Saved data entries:
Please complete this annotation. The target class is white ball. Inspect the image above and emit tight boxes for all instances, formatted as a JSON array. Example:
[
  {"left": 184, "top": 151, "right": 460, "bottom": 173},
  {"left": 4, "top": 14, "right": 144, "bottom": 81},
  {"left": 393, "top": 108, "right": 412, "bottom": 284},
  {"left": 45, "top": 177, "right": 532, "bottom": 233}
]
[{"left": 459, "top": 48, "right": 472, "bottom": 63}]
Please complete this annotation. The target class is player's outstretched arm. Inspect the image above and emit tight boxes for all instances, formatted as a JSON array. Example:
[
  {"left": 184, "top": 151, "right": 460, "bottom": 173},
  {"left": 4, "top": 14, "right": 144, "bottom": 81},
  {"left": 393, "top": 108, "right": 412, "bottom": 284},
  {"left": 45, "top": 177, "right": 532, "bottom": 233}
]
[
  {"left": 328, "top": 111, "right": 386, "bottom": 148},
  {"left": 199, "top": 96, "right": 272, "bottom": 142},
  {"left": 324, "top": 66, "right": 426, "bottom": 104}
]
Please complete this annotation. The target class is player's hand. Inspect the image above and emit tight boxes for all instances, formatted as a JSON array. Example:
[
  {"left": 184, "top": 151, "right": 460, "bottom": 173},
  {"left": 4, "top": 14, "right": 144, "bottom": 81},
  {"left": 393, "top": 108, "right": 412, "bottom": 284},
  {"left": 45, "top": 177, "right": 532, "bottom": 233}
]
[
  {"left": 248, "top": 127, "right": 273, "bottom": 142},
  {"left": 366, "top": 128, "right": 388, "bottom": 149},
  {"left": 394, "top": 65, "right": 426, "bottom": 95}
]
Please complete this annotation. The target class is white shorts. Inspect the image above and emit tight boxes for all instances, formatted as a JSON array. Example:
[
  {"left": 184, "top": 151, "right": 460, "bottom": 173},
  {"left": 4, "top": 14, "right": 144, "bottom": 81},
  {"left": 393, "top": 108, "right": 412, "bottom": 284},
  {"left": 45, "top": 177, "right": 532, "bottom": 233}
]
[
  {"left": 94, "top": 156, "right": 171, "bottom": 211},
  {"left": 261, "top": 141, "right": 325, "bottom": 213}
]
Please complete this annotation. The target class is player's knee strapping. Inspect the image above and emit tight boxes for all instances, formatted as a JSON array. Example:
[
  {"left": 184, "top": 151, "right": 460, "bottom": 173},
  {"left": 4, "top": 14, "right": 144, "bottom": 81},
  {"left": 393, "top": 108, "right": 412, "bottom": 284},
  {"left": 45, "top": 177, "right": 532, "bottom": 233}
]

# Request
Pick out every line in the entries above that contains the word "strapping", and copy each of those lines in full.

# Full answer
Please complete this annotation. The target class is player's knee strapping. Inspect the image above and emit tight boxes for all instances, formatted as a JSON array. Example:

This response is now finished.